[To be done]: Repeat the material word for word, from its first line through the line holding "POLYGON ((50 118, 41", both included.

Stored data entries
=-=-=
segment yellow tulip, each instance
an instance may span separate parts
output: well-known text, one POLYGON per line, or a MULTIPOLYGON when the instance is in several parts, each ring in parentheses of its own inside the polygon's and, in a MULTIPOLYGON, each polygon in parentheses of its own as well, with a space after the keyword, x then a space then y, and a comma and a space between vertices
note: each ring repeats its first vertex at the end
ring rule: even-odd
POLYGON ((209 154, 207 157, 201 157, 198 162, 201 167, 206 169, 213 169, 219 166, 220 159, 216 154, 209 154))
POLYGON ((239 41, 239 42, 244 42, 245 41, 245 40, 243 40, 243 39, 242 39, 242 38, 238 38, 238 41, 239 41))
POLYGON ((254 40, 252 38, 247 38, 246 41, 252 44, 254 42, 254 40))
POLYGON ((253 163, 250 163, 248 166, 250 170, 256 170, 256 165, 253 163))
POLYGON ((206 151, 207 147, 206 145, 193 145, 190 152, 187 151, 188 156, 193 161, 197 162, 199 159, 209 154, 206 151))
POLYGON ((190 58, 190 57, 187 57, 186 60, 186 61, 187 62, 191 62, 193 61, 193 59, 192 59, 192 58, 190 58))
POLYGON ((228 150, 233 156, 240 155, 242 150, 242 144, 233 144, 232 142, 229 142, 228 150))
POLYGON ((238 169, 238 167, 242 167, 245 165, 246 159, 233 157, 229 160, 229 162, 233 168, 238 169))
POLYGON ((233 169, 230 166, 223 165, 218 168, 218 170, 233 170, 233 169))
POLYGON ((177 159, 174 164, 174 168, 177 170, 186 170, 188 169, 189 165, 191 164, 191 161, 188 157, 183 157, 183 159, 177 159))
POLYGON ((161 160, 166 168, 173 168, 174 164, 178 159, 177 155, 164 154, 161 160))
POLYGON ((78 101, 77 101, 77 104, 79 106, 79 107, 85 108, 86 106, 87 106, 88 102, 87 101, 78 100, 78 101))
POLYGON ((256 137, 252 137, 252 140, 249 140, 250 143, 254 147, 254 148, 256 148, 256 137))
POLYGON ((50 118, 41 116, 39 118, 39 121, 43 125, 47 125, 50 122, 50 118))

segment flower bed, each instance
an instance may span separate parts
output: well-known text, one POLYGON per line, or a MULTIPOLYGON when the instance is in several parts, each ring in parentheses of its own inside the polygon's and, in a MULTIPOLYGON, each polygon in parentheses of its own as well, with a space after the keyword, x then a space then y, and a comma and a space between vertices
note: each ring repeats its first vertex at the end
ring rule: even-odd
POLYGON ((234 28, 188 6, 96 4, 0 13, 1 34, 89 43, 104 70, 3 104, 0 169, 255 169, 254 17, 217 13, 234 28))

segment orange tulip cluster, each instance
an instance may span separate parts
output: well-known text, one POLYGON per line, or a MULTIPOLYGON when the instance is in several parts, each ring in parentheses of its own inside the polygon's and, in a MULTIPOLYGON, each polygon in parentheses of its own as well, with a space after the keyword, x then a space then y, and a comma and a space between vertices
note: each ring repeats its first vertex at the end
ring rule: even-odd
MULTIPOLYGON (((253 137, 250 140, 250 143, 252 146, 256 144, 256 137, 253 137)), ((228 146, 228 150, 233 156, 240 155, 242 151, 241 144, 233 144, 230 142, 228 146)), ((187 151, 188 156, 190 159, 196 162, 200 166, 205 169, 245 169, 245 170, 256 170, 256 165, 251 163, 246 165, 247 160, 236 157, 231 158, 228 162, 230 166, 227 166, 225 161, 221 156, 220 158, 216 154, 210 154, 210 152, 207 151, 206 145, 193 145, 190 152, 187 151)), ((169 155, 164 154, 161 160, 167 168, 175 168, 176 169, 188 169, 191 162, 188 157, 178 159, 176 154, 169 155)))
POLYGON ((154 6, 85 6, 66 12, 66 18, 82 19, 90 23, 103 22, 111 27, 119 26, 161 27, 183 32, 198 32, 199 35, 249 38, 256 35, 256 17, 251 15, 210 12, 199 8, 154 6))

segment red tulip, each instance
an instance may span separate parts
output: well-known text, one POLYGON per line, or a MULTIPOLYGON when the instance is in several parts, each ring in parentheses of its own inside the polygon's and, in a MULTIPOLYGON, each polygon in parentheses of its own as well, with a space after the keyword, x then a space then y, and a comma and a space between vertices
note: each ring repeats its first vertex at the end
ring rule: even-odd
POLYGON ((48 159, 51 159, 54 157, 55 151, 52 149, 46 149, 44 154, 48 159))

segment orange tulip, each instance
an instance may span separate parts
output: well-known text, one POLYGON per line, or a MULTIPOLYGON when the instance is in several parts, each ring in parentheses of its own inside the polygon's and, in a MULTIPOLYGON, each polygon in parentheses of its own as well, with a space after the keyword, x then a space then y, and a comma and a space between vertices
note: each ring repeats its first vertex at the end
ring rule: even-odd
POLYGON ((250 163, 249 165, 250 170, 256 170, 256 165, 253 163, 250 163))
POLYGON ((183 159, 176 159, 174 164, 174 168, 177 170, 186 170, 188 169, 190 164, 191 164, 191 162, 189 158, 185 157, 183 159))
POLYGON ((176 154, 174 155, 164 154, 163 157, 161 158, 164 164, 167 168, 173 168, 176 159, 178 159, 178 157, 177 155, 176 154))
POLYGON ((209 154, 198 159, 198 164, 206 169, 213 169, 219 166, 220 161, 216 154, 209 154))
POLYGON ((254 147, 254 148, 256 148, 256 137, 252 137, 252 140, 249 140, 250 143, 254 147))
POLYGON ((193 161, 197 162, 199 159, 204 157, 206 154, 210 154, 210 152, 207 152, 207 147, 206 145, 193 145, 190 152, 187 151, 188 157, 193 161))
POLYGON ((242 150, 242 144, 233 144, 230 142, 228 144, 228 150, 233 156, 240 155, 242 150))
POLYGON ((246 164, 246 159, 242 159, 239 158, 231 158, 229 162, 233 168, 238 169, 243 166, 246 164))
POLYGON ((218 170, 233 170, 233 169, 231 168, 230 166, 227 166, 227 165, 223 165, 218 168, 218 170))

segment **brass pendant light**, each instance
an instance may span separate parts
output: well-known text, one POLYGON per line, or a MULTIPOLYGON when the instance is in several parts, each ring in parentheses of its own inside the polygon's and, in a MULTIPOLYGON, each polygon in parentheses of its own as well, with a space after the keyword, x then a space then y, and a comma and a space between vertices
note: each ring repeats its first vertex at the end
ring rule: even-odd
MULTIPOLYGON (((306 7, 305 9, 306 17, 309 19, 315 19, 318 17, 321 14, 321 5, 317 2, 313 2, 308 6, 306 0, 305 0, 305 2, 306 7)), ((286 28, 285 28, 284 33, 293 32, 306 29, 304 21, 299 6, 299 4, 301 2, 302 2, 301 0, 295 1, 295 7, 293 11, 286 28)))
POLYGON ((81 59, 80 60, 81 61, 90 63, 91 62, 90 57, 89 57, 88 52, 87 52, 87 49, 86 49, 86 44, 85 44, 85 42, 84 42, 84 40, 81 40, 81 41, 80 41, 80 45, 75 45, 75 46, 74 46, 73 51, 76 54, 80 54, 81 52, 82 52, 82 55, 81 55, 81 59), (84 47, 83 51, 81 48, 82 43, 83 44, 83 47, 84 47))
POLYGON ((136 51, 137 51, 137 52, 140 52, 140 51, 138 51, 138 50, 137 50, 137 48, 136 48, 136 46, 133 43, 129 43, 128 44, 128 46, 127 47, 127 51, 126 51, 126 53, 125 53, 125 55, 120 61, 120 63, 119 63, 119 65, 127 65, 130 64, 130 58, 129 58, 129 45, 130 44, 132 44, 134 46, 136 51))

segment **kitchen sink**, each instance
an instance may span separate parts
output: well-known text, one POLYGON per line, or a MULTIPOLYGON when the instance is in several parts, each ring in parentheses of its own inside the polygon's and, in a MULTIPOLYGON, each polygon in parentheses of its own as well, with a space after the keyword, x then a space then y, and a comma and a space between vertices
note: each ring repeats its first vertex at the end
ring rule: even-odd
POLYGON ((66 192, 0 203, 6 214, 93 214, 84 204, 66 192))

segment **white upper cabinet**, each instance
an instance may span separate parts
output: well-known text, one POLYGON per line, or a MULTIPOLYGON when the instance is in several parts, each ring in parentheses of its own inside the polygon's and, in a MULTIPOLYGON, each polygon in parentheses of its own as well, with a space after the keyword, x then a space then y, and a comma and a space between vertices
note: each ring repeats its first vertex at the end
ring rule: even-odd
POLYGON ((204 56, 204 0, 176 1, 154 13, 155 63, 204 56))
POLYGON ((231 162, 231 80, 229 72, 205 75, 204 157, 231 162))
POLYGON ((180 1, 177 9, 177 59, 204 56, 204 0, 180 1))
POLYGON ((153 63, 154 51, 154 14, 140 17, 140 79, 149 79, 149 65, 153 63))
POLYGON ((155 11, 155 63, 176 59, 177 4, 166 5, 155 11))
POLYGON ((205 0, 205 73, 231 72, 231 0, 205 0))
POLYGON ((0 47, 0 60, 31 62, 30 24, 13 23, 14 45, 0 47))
=-=-=
[Finished task]:
segment yellow tulip, each instance
an instance may span separate parts
output: well-known text, one POLYGON per line, or a MULTIPOLYGON when the instance is in several parts, each ring in parentheses of its own inside the polygon's and, in a MULTIPOLYGON, each polygon in parentheses of its own as well, with a space after the keyword, x then a space then y, and a comma and a space between vertices
note: each ring repeats its first vertex at the end
ring rule: even-odd
POLYGON ((209 154, 207 157, 201 157, 198 162, 201 167, 206 169, 213 169, 219 166, 220 159, 216 154, 209 154))
POLYGON ((239 41, 239 42, 244 42, 245 41, 245 40, 243 40, 243 39, 242 39, 242 38, 238 38, 238 41, 239 41))
POLYGON ((254 40, 252 38, 247 38, 246 41, 252 44, 254 42, 254 40))
POLYGON ((253 163, 250 163, 248 166, 250 170, 256 170, 256 165, 253 163))
POLYGON ((206 151, 207 147, 206 145, 193 145, 190 152, 187 151, 188 156, 193 161, 197 162, 199 159, 209 154, 206 151))
POLYGON ((190 58, 190 57, 187 57, 186 60, 186 61, 187 62, 191 62, 193 61, 193 59, 192 59, 192 58, 190 58))
POLYGON ((228 150, 233 156, 240 155, 242 150, 242 144, 233 144, 232 142, 229 142, 228 150))
POLYGON ((238 169, 238 167, 242 167, 245 165, 246 159, 233 157, 229 160, 229 162, 233 168, 238 169))
POLYGON ((233 169, 230 166, 223 165, 218 168, 218 170, 233 170, 233 169))
POLYGON ((177 159, 174 164, 174 168, 177 170, 186 170, 188 169, 189 165, 191 164, 191 161, 188 157, 183 157, 183 159, 177 159))
POLYGON ((161 160, 166 168, 173 168, 174 164, 178 159, 177 155, 164 154, 161 160))
POLYGON ((78 101, 77 101, 77 104, 79 106, 79 107, 85 108, 86 106, 87 106, 88 102, 87 101, 78 100, 78 101))
POLYGON ((256 137, 252 137, 252 140, 249 140, 250 143, 254 147, 254 148, 256 148, 256 137))
POLYGON ((50 118, 41 116, 39 118, 39 121, 43 125, 47 125, 50 122, 50 118))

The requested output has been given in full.